## Required task
Continue the text on imputation methods for missing stock factor values, picking up right after its last line.

## Text extract

SubIndustry (most specific)
-> Industry
-> SubSector
-> Sector
-> Full Universe (least specific)

PROS:

• Uses economic structure (bank stocks imputed from banks)
• Intuitive and interpretable
• Moderate correlation inflation (group membership is a
  weak predictor)

CONS:

• Requires SubIndustry/Industry/SubSector/Sector columns
  with those exact names in the CSV
• All missing stocks in a group get the SAME value
• Coarse groups (Sector) may not be specific enough
• Does not use factor relationships

WHEN TO USE:

• When your CSV includes the classifier columns
  (SubIndustry, Industry, SubSector, Sector)
• When you believe missing values relate to group membership
• As a middle ground between random jitter and full ML

METHOD 3: k-NEAREST NEIGHBOURS (kNN)

HOW IT WORKS:

For each date cross-section independently:

1. Convert all 0.5 values in selected features to NaN
2. For each stock with NaN values, find the k stocks
   most similar to it based on NON-missing features
3. Average the neighbours' values for the missing features
4. Optionally re-rank-normalise to restore [0, 1] scale

PARAMETERS:

k: Number of neighbours (default 5, range 3-50)

[Data entries]
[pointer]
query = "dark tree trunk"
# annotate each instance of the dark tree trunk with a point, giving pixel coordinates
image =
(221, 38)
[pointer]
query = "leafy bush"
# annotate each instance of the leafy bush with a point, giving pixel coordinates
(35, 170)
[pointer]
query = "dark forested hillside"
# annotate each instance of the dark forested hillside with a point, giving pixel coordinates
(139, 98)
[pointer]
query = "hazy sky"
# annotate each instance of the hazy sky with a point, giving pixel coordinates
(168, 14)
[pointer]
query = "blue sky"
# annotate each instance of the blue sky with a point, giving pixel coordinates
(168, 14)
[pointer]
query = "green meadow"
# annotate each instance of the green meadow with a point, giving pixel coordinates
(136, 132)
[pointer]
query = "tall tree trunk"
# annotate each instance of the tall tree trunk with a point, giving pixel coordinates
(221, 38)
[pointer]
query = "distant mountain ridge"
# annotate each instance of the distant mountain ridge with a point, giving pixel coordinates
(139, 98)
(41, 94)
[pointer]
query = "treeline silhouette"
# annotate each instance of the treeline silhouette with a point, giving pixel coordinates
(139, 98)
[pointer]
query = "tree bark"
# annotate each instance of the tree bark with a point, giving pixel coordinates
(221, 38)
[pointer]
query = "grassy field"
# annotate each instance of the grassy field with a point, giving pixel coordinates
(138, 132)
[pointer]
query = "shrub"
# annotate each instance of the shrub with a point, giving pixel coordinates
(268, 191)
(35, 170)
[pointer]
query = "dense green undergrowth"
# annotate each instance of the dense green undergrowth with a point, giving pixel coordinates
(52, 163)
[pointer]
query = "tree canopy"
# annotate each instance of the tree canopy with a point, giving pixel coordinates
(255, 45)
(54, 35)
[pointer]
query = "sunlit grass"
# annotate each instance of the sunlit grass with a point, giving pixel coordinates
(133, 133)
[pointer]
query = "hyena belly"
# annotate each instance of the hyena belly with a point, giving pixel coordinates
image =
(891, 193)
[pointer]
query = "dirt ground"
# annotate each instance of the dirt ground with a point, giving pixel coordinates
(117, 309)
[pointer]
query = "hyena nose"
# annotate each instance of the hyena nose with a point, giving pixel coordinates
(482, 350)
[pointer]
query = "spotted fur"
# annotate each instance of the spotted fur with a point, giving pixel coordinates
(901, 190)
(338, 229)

## The result
• Lower k = more specific, noisier
• Higher k = smoother, more regressive to mean

Weights: How to weight neighbours

• uniform: All k neighbours weighted equally
• distance: Closer neighbours contribute more

PROS:

• Uses full factor structure (all known features inform
  the imputation)
• Handles staggered missingness naturally
• Non-parametric (no linearity assumption)
• Well-understood, widely-used method

CONS:

• Imputed values are mechanically correlated with the
  features used to find neighbours -> correlation inflation
• Computationally heavier for large datasets
• If many features are missing for a stock, neighbours
  are found using fewer dimensions (less reliable)
• The imputed value lies on the "surface" of existing
  data, potentially understating true variance

WHEN TO USE:

• Features have moderate NA rates (10-25%)
• You want data-driven imputation without strong
  parametric assumptions
• Good general-purpose choice

METHOD 4: ITERATIVE IMPUTATION (MICE)

HOW IT WORKS:

Multiple Imputation by Chained Equations:

1. Convert all 0.5 values in selected features to NaN
2. Fill initial guesses (column medians)
3. For each feature with NaN values:
   • Fit a regression model using ALL other features
   • Predict the missing values
4. Repeat step 3 for all features (one full "round")
5. Cycle through multiple rounds until convergence
6. Optionally re-rank-normalise to restore [0, 1] scale

Operates per-date cross-section independently.

PARAMETERS:

Max Iterations: Number of full rounds (default 10)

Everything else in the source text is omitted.